--- Begin Excerpted text ---
Juan de Dios de Arguinao y Gutiérrez, OP (April 1588 – 5 October 1678) was a prelate of the Catholic Church in the Viceroyalty of Peru. He served as bishop of Santa Cruz de la Sierra from 1646 to 1659, and as archbishop of Santafé in Nueva Granada (now Bogotá) from 1659 until his death in 1678.

Biography 
Arguinao y Gutiérrez was born in Lima, Viceroyalty of Peru, in April 1588. He joined the Dominican Order and was ordained a priest.

On 10 September 1646, Pope Innocent X appointed Arguinao bishop of Santa Cruz de la Sierra in what is now Bolivia. He was consecrated bishop on 17 November 1647 by Pedro de Villagómez Vivanco, the archbishop of Lima. He served there until 1659, when he became archbishop of Santafé en Nueva Granada (now the Archdiocese of Bogotá in what is now Colombia). He was selected to that position on 10 July 1659, and was confirmed on 10 November of that year.

Arguinao served as archbishop until his death on 5 October 1678, in Bogotá, at the age of 90.

Episcopal lineage 
 Bishop Diego de Romano y Govea (1578)
 Archbishop Bartolomé Lobo Guerrero (1597)
--- End Excerpted text ---
◆ **Task directions**: Continue the biography of Juan de Dios de Arguinao from the point where it ends. The lines that come next are from a separate source and are not part of the biography.
--- Begin Information shown ---
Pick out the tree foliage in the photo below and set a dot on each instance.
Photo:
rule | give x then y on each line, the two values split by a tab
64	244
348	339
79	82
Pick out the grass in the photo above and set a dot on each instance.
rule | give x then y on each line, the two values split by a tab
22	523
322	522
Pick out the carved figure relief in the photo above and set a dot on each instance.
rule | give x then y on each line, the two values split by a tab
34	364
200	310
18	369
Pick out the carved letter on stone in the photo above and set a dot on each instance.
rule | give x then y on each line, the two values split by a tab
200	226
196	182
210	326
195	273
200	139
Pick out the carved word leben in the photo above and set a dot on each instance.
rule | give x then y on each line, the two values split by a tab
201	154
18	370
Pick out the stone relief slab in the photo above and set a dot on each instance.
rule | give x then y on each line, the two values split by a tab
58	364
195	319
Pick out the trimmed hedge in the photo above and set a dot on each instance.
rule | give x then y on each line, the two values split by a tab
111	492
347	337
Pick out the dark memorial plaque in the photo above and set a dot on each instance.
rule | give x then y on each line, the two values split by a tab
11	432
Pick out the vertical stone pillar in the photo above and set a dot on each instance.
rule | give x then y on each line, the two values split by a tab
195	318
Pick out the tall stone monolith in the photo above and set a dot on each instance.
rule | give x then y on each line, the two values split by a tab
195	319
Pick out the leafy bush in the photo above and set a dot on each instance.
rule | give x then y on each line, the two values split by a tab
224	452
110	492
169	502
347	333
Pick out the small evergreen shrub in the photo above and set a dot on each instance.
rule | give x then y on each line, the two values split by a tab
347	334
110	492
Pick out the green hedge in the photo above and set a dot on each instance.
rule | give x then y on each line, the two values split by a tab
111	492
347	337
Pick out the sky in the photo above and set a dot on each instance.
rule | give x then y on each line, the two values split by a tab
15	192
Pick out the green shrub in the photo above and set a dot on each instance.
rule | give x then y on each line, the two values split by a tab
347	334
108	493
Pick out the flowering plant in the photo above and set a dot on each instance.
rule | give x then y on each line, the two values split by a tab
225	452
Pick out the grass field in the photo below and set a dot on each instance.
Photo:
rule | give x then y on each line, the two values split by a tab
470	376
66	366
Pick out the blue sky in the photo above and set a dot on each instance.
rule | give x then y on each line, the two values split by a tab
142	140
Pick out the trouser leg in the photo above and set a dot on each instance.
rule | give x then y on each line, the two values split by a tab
--- End Information shown ---
◆ **Response to the task**:
 Archbishop Hernando de Arias y Ugarte (1614)
 Archbishop Pedro de Villagómez Vivanco (1633)
 Archbishop Juan de Arguinao y Gutiérrez (1647)

References

External links and additional sources
 (for Chronology of Bishops) 
 (for Chronology of Bishops) 
 (for Chronology of Bishops) 
 (for Chronology of Bishops)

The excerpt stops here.